§ **The exercise**
Copy out every line from the one containing "of the sandy" through the end of the lines below, adding 124 to each pixel coordinate in the answers. Keep all other wording unchanged, and omit the pictures.

§ **Input data**
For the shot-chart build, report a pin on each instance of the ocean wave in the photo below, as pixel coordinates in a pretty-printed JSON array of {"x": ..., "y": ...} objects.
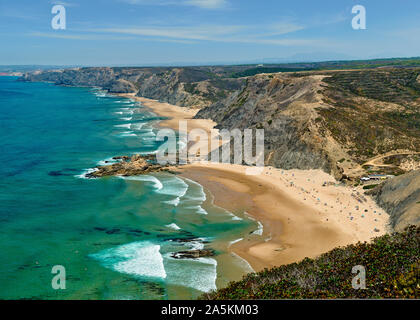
[
  {"x": 174, "y": 187},
  {"x": 173, "y": 226},
  {"x": 127, "y": 125},
  {"x": 199, "y": 274},
  {"x": 260, "y": 229},
  {"x": 85, "y": 172},
  {"x": 235, "y": 241},
  {"x": 137, "y": 258},
  {"x": 146, "y": 178}
]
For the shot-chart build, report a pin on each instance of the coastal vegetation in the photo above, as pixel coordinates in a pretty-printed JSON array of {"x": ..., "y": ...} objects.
[{"x": 392, "y": 271}]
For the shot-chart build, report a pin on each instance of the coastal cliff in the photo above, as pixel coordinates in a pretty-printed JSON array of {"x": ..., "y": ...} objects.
[
  {"x": 400, "y": 197},
  {"x": 336, "y": 121}
]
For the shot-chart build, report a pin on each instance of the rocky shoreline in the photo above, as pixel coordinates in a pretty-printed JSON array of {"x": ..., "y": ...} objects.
[{"x": 130, "y": 166}]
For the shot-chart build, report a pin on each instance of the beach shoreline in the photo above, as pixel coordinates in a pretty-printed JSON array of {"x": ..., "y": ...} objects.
[{"x": 300, "y": 213}]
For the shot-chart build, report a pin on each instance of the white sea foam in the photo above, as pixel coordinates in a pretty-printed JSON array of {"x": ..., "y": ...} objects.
[
  {"x": 235, "y": 241},
  {"x": 199, "y": 274},
  {"x": 156, "y": 182},
  {"x": 127, "y": 125},
  {"x": 173, "y": 226},
  {"x": 174, "y": 187},
  {"x": 137, "y": 258},
  {"x": 260, "y": 229},
  {"x": 85, "y": 172},
  {"x": 107, "y": 162}
]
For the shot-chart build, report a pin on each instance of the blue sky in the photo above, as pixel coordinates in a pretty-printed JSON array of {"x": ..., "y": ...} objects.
[{"x": 145, "y": 32}]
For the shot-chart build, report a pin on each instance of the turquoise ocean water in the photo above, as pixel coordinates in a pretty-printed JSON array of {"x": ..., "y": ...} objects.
[{"x": 114, "y": 236}]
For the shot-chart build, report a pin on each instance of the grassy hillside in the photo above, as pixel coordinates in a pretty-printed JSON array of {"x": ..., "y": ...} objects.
[{"x": 392, "y": 265}]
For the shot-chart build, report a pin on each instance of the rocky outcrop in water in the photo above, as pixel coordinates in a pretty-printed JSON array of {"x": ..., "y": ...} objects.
[
  {"x": 129, "y": 166},
  {"x": 400, "y": 197},
  {"x": 193, "y": 254}
]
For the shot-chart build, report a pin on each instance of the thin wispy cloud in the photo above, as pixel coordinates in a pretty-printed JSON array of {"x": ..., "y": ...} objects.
[
  {"x": 269, "y": 35},
  {"x": 66, "y": 36},
  {"x": 64, "y": 3},
  {"x": 203, "y": 4}
]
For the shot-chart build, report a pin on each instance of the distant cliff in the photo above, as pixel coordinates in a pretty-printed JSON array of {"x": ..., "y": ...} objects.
[
  {"x": 333, "y": 120},
  {"x": 400, "y": 197}
]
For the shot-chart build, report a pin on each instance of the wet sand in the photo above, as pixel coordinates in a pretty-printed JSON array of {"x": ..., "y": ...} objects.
[
  {"x": 295, "y": 223},
  {"x": 303, "y": 213}
]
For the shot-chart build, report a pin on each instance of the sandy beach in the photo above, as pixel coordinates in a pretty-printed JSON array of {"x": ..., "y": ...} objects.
[{"x": 301, "y": 213}]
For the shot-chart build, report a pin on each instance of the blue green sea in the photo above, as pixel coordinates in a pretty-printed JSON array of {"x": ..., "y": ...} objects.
[{"x": 114, "y": 236}]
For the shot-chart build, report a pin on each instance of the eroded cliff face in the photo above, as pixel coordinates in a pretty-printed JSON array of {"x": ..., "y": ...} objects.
[
  {"x": 336, "y": 121},
  {"x": 186, "y": 87},
  {"x": 400, "y": 197},
  {"x": 284, "y": 107}
]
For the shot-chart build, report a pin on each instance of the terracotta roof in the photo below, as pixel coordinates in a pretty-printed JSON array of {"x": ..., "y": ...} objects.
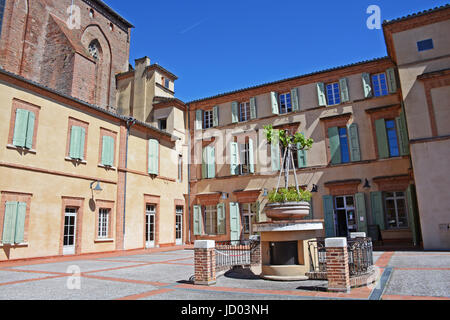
[
  {"x": 292, "y": 78},
  {"x": 417, "y": 14}
]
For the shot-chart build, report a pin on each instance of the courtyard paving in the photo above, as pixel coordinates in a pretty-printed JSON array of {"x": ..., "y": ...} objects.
[{"x": 165, "y": 274}]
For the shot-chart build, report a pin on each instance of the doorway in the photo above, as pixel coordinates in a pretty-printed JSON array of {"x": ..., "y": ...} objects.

§ **Answer to this exercise**
For the shot-chart build, report a pin on each instance of the sandy beach in the photo above, as pixel coordinates in a pretty-printed JSON array of {"x": ..., "y": ...} objects.
[{"x": 425, "y": 337}]
For the shot-chart build, report a pin on each instance of the blue green sea in the photo above, as pixel coordinates in a pretty-printed JSON array of {"x": ..., "y": ...} objects.
[{"x": 238, "y": 360}]
For the shot-chart build, report a pin on each instance of the eroded cliff face in the photo above, as pixel coordinates in a pretty-printed JSON array of {"x": ..., "y": ...} objects.
[
  {"x": 460, "y": 245},
  {"x": 310, "y": 211},
  {"x": 524, "y": 321},
  {"x": 408, "y": 231}
]
For the shot-chart build, report a pin on each instance of the terracotta roof in the photo below, as pixel coordinates in a pretty-printed JSON array of {"x": ..., "y": ...} objects.
[
  {"x": 416, "y": 202},
  {"x": 541, "y": 138}
]
For the shot-chart build, report a pin on each instance of the courtyard paving in the photo above, as pixel coordinates in a pretty-printed JSON array of {"x": ..., "y": ...} objects.
[{"x": 289, "y": 398}]
For the shot-chart build, report a pin on each instance of the doorway in the photo above, as pixel coordinates in a pretty-printed JSON array of {"x": ..., "y": ...} objects.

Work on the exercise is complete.